Exercise requirements »
1. Answer these questions from the text on family portraits, one per line:
(a) What settings does the text list for the family photos that come to mind?
(b) Into what category does the ultimate family portrait enter?
(c) Where were portraits of the paintings' underwriters usually added?
2. In the text on family portraits, rewrite the paragraph beginning "Perhaps these are pictures" as a short list that keeps its main points.
3. Transcribe part of the text on family portraits without changes: begin at the words "What is the", and stop after "of the family?".

Text block »

The Artists Family /Yossi Waxman

What is a family portrait? Is it a cherished picture of a single core family? Or perhaps specifically not. Usually, when we think of a family portrait, photos of our near and distant past immediately pop up and rise into our minds eyes: around the holiday table, on a trip into nature, at the beach, at Grandma and Grandpas house, etc., etc.

What is the ultimate family portrait? It may be a picture that has become an icon for the family, that has gone beyond the category of the banal, the everyday, and entered into the category of the holy, the eternal.

Is this how we feel about the pictures that have come down to us from our grandparents homes, pictures that were hanging for generations in the living rooms of the family?
Perhaps these are pictures that are even more primal, more tribal. These may depict scenes of the beginnings of a new tribe, a new people, or a new religion. Is there any more ultimate and more holy (and more painted) family than the family of Miriam and Joseph of Nazareth? This family has gone through so many transformations and has adopted so many different appearances. We all know well the scene of the birth in the manger, or the Crucifixion in the Calvary from imaginative portraits. There always appears the father, the mother and the son. As time passed, though, in addition to the core family, portraits of the underwriters of the paintings were added usually outside of the picture, to the right or to the left, as if they sought to be also included in this family, or at least to bask in its holiness.

Supplied data »
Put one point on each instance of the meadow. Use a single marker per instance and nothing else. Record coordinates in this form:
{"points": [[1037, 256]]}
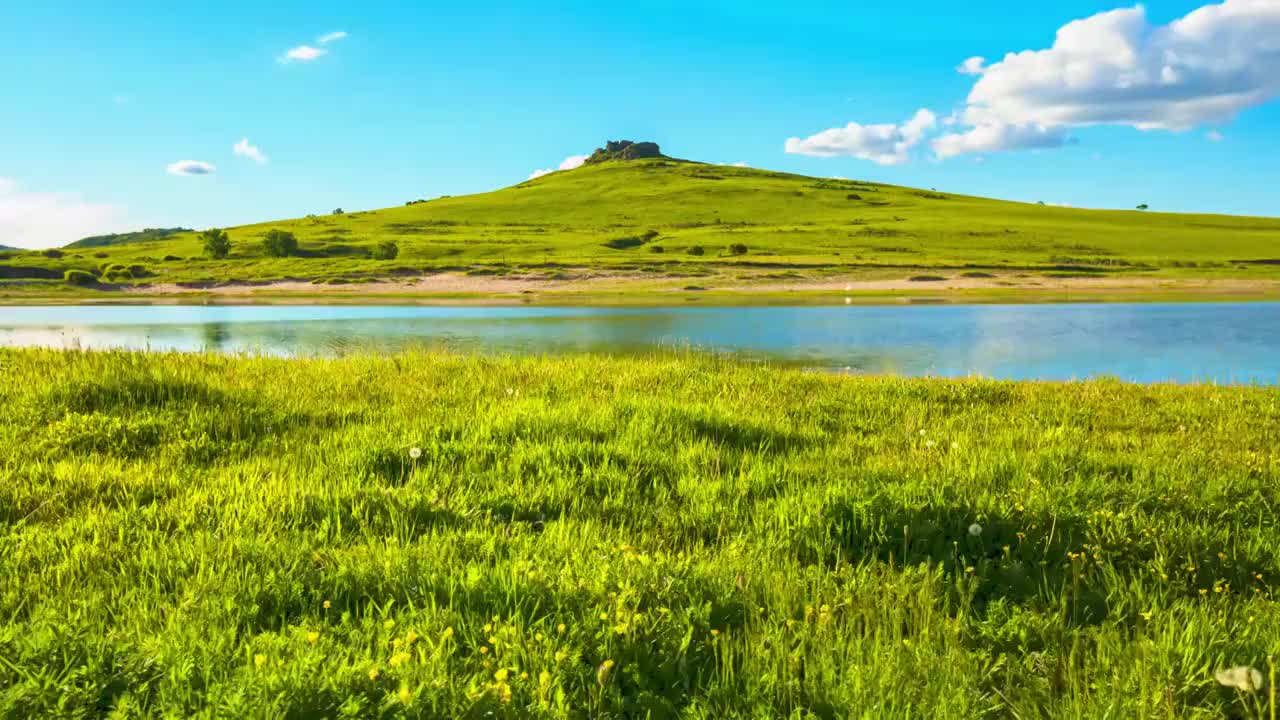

Solutions to the problems »
1.
(a) Around the holiday table, on a trip into nature, at the beach, and at Grandma and Grandpa's house.
(b) The category of the holy, the eternal.
(c) Outside of the picture, to the right or to the left.

2.
- These pictures may be even more primal and tribal, showing the beginnings of a new tribe, people, or religion.
- The family of Miriam and Joseph of Nazareth may be the most ultimate, holy, and most painted family.
- This family has gone through many transformations and taken on many appearances.
- Familiar scenes include the birth in the manger and the Crucifixion in the Calvary.
- The father, the mother, and the son always appear.
- Over time, portraits of the paintings' underwriters were added, usually outside the picture to the right or left, as if they wanted to be part of the family or share in its holiness.

3.
What is the ultimate family portrait? It may be a picture that has become an icon for the family, that has gone beyond the category of the banal, the everyday, and entered into the category of the holy, the eternal.

Is this how we feel about the pictures that have come down to us from our grandparents homes, pictures that were hanging for generations in the living rooms of the family?